WRITTEN PROBLEM 1:
Answer these questions from the passage on belief and the moon landing.
(a) How far away does the passage put the three people in the metal cans?
(b) According to the section headed "Nature of knowledge", what do we hate?
(c) What social media platform is named in the final paragraph?

SELECTED PASSAGE:
It must be that, to the faked moon landing believers, the picture of a film studio is familiar and possible. They can imagine it. Imagining three people two hundred fifty thousand miles away in two metal cans powered by rockets, for real, talking to other people on earth using electromagnetic waves, sending pictures from the moon. That’s just too much. Impossible.
To believe the second, that two people were on the moon and a third orbiting the moon above them, you have to be comfortable with a world of technology of which you have no understanding, that there’s a world of engineering capability around you, that you walk in day to day, that you’ll possibly never grasp, with any amount of effort, in your lifetime. You have to accept that your life and knowledge and place in the world is limited, perhaps smaller that you’ve ever imagined before. And then integrate that into a sense of self that you can live with.
Nature of knowledge
When called to believe in something we don’t understand, how do we distinguish between the flying spaghetti monster and landing on the moon? One is something we have to take on faith, for whatever purpose, to feel as if we have understanding. The other something we can learn about and understand, rather than deny as something that can only be accepted on faith. Thus the importance of education in creating a world where self-serving reductionist arguments about relative truth and the truth of your lies don’t get you to a position of high political office. Did I make too big a leap there?
We hate not knowing. Our nature is that we are extremely uncomfortable with lack of knowledge. We’ll often go to great lengths to present any amount of explanation of something we know nothing about simply to avoid a simple admission that we just don’t know. This extends so far as to cause us to believe in our explanations and, beyond admitting it, not even to be aware that we just don’t know. Instead, we accept the stories constructed by or for us, anything plausible, rather than remain in the uncomfortable vacuum, the inhospitable, virtiginous free-fall acceptance of nothing, no knowledge. No idea.
The face of things
We all have stories. In a way, having stories is how we’re visible. We tell our stories and layer privacy.
You have a story about yourself that is public, more stories for friends, more stories for intimates. In the outer sphere, you create a persona that people will accept and if you’re ambitious, you manipulate it. It’s safer to tell a story than to have others make one up for you, although they’ll do that too.
We’ve entered into a world in which people who manipulate truth and perception have unprecedented power to do so. From a position of notoriety and attention, with an intuitive or well educated, practiced understanding of the nature of seduction and belief, you can command support to put you in a place of real power over real things. (It’s probably been that way for a long time. Only now we have Twitter.)

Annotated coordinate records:
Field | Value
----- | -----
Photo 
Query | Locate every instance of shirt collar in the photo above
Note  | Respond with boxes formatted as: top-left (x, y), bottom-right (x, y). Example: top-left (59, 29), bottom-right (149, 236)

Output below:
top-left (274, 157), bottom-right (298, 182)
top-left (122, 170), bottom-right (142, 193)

WRITTEN PROBLEM 2:
Pick out every line of the records that contains the string "bottom". Case counts.

WRITTEN REPLY 1:
(a) Two hundred fifty thousand miles
(b) Not knowing
(c) Twitter

WRITTEN REPLY 2:
Note  | Respond with boxes formatted as: top-left (x, y), bottom-right (x, y). Example: top-left (59, 29), bottom-right (149, 236)
top-left (274, 157), bottom-right (298, 182)
top-left (122, 170), bottom-right (142, 193)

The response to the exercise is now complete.